(PROMPT)
Turn the material below into a numbered list with one item per line, and leave out any blank lines.

----

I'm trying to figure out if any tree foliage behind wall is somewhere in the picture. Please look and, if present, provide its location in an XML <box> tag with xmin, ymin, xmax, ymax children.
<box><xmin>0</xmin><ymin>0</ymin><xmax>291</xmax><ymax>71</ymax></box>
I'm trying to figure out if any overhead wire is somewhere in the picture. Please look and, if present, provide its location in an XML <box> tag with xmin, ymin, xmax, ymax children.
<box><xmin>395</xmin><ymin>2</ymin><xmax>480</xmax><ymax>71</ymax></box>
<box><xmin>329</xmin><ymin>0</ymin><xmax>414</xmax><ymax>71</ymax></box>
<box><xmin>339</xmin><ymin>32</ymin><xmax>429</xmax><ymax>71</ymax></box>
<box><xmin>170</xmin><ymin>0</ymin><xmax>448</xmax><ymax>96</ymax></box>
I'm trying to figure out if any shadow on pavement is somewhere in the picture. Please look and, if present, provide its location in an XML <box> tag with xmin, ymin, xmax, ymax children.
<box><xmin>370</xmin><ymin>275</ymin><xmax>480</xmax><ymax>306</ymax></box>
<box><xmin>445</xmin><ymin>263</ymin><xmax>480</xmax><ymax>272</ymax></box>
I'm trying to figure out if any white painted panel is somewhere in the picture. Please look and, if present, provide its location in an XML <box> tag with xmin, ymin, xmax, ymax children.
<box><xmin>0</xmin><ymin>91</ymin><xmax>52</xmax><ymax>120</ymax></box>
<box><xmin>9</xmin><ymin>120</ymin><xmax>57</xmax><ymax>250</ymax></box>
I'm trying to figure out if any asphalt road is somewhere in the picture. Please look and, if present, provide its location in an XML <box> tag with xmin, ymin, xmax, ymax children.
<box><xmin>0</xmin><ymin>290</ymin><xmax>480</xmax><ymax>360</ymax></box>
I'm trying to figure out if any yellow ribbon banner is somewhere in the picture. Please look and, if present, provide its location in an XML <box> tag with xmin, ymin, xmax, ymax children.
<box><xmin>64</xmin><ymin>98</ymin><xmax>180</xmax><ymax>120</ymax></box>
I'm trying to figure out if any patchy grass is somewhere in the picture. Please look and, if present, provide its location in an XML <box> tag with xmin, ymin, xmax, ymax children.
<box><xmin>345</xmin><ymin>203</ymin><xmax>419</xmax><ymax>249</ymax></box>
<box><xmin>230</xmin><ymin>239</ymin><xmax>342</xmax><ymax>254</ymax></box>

----

(RESULT)
1. I'm trying to figure out if any tree foliage behind wall is somewhere in the picture. Please look and, if present, provide its location in an XML <box> tag with xmin, ymin, xmax, ymax children.
2. <box><xmin>0</xmin><ymin>0</ymin><xmax>291</xmax><ymax>71</ymax></box>
3. I'm trying to figure out if any overhead wire is somewhere in the picture. Please look and, if present, provide its location in an XML <box> tag with xmin, ymin, xmax, ymax children.
4. <box><xmin>395</xmin><ymin>2</ymin><xmax>480</xmax><ymax>71</ymax></box>
5. <box><xmin>329</xmin><ymin>0</ymin><xmax>414</xmax><ymax>71</ymax></box>
6. <box><xmin>339</xmin><ymin>32</ymin><xmax>429</xmax><ymax>71</ymax></box>
7. <box><xmin>170</xmin><ymin>0</ymin><xmax>448</xmax><ymax>96</ymax></box>
8. I'm trying to figure out if any shadow on pavement is somewhere in the picture. Please look and, if present, provide its location in an XML <box> tag with xmin, ymin, xmax, ymax children.
9. <box><xmin>370</xmin><ymin>275</ymin><xmax>480</xmax><ymax>306</ymax></box>
10. <box><xmin>445</xmin><ymin>263</ymin><xmax>480</xmax><ymax>272</ymax></box>
11. I'm trying to figure out if any white painted panel is somewhere in the picture. Please look and, if present, provide its location in an XML <box> tag with xmin, ymin, xmax, ymax children.
12. <box><xmin>0</xmin><ymin>91</ymin><xmax>52</xmax><ymax>120</ymax></box>
13. <box><xmin>9</xmin><ymin>120</ymin><xmax>57</xmax><ymax>250</ymax></box>
14. I'm trying to figure out if any asphalt road is somewhere in the picture. Please look and, if present, provide its location in an XML <box> tag with xmin, ymin, xmax, ymax children.
15. <box><xmin>0</xmin><ymin>290</ymin><xmax>480</xmax><ymax>360</ymax></box>
16. I'm trying to figure out if any yellow ribbon banner is somewhere in the picture. Please look and, if present, provide its location in an XML <box> tag with xmin, ymin, xmax, ymax children.
17. <box><xmin>64</xmin><ymin>98</ymin><xmax>180</xmax><ymax>120</ymax></box>
18. I'm trying to figure out if any patchy grass is somewhere in the picture. Please look and, if present, provide its location in an XML <box> tag with xmin, ymin, xmax, ymax children.
19. <box><xmin>345</xmin><ymin>203</ymin><xmax>419</xmax><ymax>249</ymax></box>
20. <box><xmin>230</xmin><ymin>239</ymin><xmax>342</xmax><ymax>254</ymax></box>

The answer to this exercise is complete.